**Exercise**
Nothing should differ between your answer and the records.

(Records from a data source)

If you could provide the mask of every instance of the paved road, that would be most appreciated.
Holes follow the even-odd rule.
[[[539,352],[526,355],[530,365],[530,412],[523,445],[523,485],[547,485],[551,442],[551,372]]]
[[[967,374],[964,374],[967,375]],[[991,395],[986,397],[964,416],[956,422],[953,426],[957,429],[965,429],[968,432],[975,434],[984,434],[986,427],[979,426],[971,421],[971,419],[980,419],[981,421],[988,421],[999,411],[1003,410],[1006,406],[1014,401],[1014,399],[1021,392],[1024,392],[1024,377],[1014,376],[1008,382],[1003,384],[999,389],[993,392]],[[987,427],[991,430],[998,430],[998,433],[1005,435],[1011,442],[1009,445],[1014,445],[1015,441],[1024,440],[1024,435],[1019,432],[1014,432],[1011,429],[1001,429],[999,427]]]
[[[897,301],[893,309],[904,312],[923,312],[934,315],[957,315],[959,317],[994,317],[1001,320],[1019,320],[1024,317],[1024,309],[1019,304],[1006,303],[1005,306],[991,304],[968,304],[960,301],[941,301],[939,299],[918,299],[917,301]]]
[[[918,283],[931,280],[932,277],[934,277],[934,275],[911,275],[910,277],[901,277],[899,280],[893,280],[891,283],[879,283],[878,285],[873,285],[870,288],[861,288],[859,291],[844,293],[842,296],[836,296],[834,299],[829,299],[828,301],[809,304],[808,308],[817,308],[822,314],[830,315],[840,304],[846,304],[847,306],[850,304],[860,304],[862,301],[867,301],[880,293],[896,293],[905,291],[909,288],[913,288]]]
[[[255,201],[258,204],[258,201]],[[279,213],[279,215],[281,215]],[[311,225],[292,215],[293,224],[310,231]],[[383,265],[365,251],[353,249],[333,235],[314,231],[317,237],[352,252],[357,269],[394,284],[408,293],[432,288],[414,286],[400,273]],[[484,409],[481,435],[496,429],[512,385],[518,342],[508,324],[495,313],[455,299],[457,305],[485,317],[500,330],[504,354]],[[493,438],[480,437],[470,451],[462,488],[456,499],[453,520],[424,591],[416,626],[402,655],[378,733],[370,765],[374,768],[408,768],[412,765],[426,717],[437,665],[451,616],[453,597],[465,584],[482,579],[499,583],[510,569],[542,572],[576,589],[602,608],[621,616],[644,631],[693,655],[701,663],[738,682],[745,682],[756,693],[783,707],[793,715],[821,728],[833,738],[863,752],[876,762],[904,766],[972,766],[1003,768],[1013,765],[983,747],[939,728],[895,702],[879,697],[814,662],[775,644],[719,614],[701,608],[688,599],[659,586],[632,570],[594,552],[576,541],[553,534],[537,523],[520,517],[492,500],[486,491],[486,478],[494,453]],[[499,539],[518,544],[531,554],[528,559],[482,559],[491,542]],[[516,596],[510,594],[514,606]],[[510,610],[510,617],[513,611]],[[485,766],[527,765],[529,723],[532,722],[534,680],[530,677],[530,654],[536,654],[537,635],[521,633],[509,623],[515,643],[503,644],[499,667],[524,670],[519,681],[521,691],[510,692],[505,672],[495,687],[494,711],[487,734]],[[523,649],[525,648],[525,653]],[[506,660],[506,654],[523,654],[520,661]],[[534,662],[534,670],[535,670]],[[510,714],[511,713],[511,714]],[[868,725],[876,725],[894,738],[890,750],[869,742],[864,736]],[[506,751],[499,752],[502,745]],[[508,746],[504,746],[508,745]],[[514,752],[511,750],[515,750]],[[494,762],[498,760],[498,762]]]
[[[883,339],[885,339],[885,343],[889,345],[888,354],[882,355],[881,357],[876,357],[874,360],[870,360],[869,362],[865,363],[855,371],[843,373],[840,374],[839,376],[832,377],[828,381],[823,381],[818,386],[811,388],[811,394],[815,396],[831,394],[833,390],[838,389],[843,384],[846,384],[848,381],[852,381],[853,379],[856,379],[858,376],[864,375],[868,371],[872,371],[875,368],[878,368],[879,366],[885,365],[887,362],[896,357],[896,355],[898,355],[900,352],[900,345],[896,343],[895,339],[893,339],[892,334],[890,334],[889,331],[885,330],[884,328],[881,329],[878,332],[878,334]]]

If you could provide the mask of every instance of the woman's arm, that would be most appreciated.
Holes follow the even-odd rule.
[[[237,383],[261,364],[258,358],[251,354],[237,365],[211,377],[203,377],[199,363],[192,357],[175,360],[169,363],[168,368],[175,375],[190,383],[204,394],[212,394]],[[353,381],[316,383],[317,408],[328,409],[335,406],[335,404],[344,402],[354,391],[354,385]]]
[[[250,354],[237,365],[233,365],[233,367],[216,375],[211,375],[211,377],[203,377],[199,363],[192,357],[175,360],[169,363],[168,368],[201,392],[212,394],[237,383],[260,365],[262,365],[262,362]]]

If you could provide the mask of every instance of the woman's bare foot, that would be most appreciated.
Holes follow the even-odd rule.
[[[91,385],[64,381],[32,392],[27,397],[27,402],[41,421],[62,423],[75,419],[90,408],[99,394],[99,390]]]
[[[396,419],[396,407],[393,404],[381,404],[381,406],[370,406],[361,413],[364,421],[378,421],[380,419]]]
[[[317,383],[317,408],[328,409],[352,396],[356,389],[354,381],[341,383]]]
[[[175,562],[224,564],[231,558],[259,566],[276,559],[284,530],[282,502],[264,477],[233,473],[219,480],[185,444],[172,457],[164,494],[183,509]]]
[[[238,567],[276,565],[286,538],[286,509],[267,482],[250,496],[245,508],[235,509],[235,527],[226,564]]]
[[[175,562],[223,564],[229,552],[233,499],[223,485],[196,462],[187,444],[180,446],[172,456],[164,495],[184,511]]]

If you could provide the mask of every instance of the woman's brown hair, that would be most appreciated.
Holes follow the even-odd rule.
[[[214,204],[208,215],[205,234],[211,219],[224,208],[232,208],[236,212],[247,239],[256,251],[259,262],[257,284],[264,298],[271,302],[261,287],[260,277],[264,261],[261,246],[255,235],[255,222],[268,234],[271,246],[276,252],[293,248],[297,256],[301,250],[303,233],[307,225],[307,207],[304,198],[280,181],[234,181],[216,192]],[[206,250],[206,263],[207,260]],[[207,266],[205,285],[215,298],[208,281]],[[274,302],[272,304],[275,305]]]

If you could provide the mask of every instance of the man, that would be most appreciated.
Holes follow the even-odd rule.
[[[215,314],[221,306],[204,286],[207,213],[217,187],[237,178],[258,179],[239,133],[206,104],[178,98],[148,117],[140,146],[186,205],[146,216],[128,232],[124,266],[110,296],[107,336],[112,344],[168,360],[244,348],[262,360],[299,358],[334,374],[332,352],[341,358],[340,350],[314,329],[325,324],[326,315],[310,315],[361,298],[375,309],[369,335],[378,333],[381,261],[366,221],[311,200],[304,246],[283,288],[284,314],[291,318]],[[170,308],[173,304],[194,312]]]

**Exercise result**
If you could provide the mask of every instance of the paved road, that would be most appreciated.
Holes follow the even-odd rule.
[[[539,352],[526,355],[530,365],[530,412],[523,445],[523,485],[547,485],[551,442],[551,372]]]
[[[967,374],[964,374],[967,375]],[[991,395],[986,397],[964,416],[956,422],[953,426],[957,429],[965,429],[968,432],[975,434],[984,434],[986,427],[979,426],[971,421],[971,419],[980,419],[981,421],[988,421],[999,411],[1003,410],[1006,406],[1014,401],[1014,399],[1021,392],[1024,392],[1024,377],[1014,376],[1008,382],[1003,384],[999,389],[993,392]],[[987,427],[991,430],[998,430],[998,433],[1005,435],[1011,442],[1009,445],[1014,445],[1015,441],[1024,440],[1024,435],[1019,432],[1014,432],[1011,429],[1001,429],[999,427]]]
[[[897,301],[893,309],[904,312],[923,312],[934,315],[957,315],[959,317],[994,317],[1001,320],[1019,320],[1024,317],[1024,309],[1019,304],[1006,303],[1005,306],[991,304],[968,304],[960,301],[941,301],[939,299],[918,299],[917,301]]]
[[[918,283],[931,280],[932,277],[934,277],[934,275],[911,275],[910,277],[901,277],[899,280],[893,280],[891,283],[879,283],[878,285],[873,285],[870,288],[861,288],[859,291],[844,293],[842,296],[836,296],[834,299],[829,299],[828,301],[809,304],[808,308],[817,308],[822,314],[830,315],[840,304],[846,304],[847,306],[850,304],[860,304],[862,301],[867,301],[880,293],[896,293],[905,291],[909,288],[913,288]]]
[[[255,201],[258,204],[258,201]],[[279,213],[279,215],[281,215]],[[311,225],[292,215],[293,224],[310,231]],[[383,265],[365,251],[353,249],[333,235],[314,231],[317,237],[352,252],[357,269],[394,284],[408,293],[432,288],[414,286],[400,273]],[[484,409],[481,435],[496,429],[512,385],[518,342],[508,324],[495,313],[455,299],[457,305],[485,317],[500,330],[504,354]],[[493,438],[480,437],[470,451],[462,488],[456,499],[453,520],[424,591],[416,626],[402,655],[378,733],[370,765],[374,768],[408,768],[412,765],[426,717],[437,665],[451,616],[453,597],[465,584],[482,579],[499,583],[510,569],[542,572],[576,589],[602,608],[621,616],[644,631],[693,655],[701,663],[738,682],[745,682],[756,693],[783,707],[793,715],[821,728],[833,738],[863,752],[876,762],[904,766],[972,766],[1003,768],[1013,765],[983,747],[939,728],[895,702],[879,697],[814,662],[775,644],[719,614],[701,608],[688,599],[659,586],[632,570],[594,552],[576,541],[553,534],[537,523],[520,517],[492,500],[486,491],[486,478],[494,453]],[[499,539],[518,544],[531,554],[528,559],[482,559],[491,542]],[[516,596],[510,594],[514,606]],[[510,610],[510,617],[513,611]],[[485,766],[527,765],[529,723],[532,722],[534,680],[530,677],[530,654],[536,654],[537,635],[521,633],[509,623],[515,643],[503,644],[499,667],[524,670],[519,681],[521,691],[510,692],[505,672],[495,687],[494,711],[487,734]],[[523,649],[525,648],[525,653]],[[506,660],[506,654],[523,654],[520,661]],[[534,662],[534,670],[535,670]],[[510,714],[511,713],[511,714]],[[868,725],[876,725],[894,738],[890,750],[869,742],[864,736]],[[506,751],[499,752],[502,745]],[[508,746],[504,746],[508,745]],[[514,752],[511,750],[515,750]],[[494,762],[498,760],[498,762]]]
[[[883,339],[885,339],[885,343],[889,345],[888,354],[882,355],[881,357],[876,357],[874,360],[870,360],[869,362],[865,363],[855,371],[843,373],[840,374],[839,376],[832,377],[828,381],[823,381],[818,386],[811,388],[811,394],[815,396],[831,394],[833,390],[838,389],[843,384],[846,384],[848,381],[852,381],[853,379],[856,379],[858,376],[864,375],[868,371],[872,371],[875,368],[878,368],[879,366],[885,365],[887,362],[896,357],[896,355],[898,355],[900,352],[900,345],[896,343],[895,339],[893,339],[892,334],[890,334],[889,331],[885,330],[884,328],[881,329],[878,332],[878,334]]]

If you could provide the mask of every instance of the woman's arm, that would be most appreciated.
Holes follow the even-odd rule.
[[[237,383],[261,364],[258,358],[251,354],[237,365],[211,377],[203,377],[199,363],[192,357],[175,360],[169,363],[168,368],[175,375],[190,383],[204,394],[212,394]],[[353,381],[316,383],[317,408],[328,409],[335,406],[335,404],[344,402],[354,391],[354,385]]]
[[[250,354],[237,365],[233,365],[233,367],[216,375],[211,375],[211,377],[203,377],[199,363],[192,357],[175,360],[169,363],[168,368],[201,392],[212,394],[237,383],[260,365],[262,365],[262,362]]]

If you could provide the mask of every instance of the woman's bare foot, that would be most appreciated.
Holes follow the even-odd rule.
[[[91,385],[64,381],[32,392],[27,397],[27,402],[41,421],[62,423],[75,419],[90,408],[99,394],[99,390]]]
[[[396,419],[396,407],[393,404],[381,404],[381,406],[370,406],[361,413],[364,421],[378,421],[380,419]]]
[[[317,383],[317,408],[328,409],[352,396],[356,389],[354,381],[341,383]]]
[[[175,562],[224,564],[231,558],[259,566],[276,559],[284,530],[282,502],[264,477],[233,473],[219,480],[185,444],[172,457],[164,494],[183,509]]]
[[[238,567],[276,565],[286,538],[286,509],[267,482],[250,496],[245,508],[235,509],[235,527],[226,564]]]
[[[175,562],[223,564],[229,552],[233,499],[223,485],[196,462],[187,444],[180,446],[172,456],[164,495],[184,511]]]

If you could provide the mask of every instance of the woman's brown hair, that would be most appreciated.
Holes follow the even-odd rule.
[[[214,204],[208,215],[205,234],[211,219],[224,208],[232,208],[236,212],[247,239],[256,251],[259,262],[257,284],[264,298],[271,302],[261,287],[260,277],[264,261],[261,246],[255,235],[255,222],[268,234],[271,246],[276,252],[293,248],[297,256],[301,250],[303,233],[307,225],[307,207],[304,198],[280,181],[234,181],[216,192]],[[206,250],[206,263],[207,260]],[[207,266],[205,285],[215,298],[208,281]],[[274,302],[272,304],[275,305]]]

If you could provide the mask of every instance of the man, that would be most appreciated.
Holes follow the even-odd rule.
[[[215,314],[221,306],[204,286],[207,213],[217,187],[237,178],[258,179],[239,133],[206,104],[178,98],[148,117],[140,146],[186,205],[146,216],[128,232],[124,266],[110,296],[107,336],[112,344],[168,360],[244,348],[262,360],[299,358],[334,374],[332,352],[341,358],[340,350],[314,329],[325,324],[326,315],[310,315],[361,298],[375,309],[369,335],[378,333],[381,261],[366,221],[311,200],[304,246],[283,288],[284,314],[291,318]],[[170,308],[173,304],[194,312]]]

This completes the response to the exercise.